## start Provided records

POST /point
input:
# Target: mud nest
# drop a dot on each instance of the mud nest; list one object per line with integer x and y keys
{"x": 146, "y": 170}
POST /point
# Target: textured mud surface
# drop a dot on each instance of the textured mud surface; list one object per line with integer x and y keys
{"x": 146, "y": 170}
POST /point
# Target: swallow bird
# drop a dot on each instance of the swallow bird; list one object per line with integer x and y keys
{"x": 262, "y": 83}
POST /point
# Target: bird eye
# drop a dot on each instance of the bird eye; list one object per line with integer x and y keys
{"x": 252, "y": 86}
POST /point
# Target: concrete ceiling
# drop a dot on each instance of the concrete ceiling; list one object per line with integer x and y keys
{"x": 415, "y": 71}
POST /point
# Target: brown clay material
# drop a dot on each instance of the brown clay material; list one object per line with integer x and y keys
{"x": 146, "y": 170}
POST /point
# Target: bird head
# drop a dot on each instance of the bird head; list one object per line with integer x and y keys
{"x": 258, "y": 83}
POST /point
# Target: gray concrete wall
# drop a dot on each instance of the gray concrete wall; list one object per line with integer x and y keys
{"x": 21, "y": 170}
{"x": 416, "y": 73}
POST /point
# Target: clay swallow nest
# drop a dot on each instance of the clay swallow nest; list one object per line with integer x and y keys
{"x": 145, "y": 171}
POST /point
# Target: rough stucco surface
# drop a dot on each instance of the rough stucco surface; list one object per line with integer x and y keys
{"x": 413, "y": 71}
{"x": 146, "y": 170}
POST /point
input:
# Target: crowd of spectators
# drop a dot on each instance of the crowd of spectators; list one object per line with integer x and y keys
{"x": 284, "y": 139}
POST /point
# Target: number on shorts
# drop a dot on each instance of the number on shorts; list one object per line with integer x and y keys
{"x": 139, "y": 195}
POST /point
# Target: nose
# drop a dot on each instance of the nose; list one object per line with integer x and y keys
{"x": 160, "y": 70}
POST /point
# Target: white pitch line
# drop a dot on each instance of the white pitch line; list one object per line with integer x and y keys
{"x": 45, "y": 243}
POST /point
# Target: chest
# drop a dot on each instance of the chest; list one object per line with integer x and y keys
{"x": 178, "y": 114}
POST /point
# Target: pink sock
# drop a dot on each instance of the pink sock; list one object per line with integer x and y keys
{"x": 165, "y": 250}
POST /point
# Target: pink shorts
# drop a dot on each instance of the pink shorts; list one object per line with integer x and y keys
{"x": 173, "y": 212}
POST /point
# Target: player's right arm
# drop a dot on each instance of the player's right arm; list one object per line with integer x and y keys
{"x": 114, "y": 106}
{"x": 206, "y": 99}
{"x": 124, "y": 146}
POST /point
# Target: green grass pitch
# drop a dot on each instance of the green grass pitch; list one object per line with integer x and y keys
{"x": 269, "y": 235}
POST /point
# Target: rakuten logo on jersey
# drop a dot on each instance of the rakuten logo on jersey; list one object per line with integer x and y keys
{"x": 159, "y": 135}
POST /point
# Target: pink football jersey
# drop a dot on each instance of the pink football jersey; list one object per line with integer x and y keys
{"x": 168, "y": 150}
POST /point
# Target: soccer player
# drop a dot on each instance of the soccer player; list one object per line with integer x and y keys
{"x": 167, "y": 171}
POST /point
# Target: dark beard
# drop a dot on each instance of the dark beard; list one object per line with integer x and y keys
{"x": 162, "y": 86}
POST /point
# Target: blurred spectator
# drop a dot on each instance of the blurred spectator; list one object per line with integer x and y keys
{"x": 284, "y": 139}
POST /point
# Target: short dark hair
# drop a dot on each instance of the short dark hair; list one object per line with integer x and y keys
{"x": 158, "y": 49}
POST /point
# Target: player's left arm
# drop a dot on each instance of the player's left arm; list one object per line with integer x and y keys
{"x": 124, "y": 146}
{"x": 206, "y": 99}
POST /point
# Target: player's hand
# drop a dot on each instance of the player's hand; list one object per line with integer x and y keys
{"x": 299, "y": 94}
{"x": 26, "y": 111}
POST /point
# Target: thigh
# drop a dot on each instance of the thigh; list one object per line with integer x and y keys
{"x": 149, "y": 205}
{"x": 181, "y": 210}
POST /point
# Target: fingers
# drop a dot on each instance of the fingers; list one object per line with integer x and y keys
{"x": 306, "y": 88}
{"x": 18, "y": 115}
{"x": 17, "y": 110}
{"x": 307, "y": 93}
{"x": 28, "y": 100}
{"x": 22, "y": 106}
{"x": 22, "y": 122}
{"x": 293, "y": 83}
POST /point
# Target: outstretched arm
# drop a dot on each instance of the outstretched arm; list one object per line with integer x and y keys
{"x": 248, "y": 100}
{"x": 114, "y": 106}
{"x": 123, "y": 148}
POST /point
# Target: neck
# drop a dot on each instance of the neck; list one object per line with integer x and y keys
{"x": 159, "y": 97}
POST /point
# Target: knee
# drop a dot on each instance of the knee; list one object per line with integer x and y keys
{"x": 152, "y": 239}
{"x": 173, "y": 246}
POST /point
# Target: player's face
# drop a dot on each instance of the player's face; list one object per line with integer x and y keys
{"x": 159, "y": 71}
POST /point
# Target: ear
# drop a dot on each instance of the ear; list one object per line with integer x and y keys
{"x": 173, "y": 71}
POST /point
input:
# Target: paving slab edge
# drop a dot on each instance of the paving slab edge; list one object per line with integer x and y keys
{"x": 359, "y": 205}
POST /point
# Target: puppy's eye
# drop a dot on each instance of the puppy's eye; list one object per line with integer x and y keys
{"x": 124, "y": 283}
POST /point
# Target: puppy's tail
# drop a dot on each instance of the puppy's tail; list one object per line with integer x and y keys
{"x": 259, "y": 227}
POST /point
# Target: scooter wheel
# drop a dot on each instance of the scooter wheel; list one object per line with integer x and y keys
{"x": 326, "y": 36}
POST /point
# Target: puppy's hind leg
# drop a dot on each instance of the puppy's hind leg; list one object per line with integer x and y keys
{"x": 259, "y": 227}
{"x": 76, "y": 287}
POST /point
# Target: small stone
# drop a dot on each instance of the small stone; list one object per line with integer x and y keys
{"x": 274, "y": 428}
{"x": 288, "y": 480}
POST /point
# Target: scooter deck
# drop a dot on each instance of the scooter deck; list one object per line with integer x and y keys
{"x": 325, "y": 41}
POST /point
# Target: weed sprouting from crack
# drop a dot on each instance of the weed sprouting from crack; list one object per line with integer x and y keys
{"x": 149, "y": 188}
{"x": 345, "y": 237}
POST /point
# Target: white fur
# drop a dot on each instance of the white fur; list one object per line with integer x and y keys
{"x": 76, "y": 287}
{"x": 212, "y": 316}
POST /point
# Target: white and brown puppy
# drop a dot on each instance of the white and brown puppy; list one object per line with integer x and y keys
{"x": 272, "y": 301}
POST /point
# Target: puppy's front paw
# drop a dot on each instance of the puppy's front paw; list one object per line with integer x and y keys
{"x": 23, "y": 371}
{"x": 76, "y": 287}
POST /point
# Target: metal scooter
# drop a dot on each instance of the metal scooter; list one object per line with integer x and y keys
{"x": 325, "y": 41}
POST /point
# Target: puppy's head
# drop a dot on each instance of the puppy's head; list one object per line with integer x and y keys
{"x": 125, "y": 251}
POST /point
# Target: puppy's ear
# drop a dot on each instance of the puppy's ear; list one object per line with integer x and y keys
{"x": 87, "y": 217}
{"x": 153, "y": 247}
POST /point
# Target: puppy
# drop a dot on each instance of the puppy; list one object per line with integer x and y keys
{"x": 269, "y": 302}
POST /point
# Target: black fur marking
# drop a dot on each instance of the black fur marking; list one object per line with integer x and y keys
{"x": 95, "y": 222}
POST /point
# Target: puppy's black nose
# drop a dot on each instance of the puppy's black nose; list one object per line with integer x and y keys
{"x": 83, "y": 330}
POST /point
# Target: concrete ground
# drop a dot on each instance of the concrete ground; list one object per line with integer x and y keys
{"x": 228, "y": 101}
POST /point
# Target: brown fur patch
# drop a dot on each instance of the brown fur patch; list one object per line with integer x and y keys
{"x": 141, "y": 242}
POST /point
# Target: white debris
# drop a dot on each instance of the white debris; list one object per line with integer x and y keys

## end Provided records

**Exercise brief:** How many lines in the entries above contain the string "pink"? Case counts, so match capital and lowercase letters as given. Reply with the number only.

**Result of this task:** 6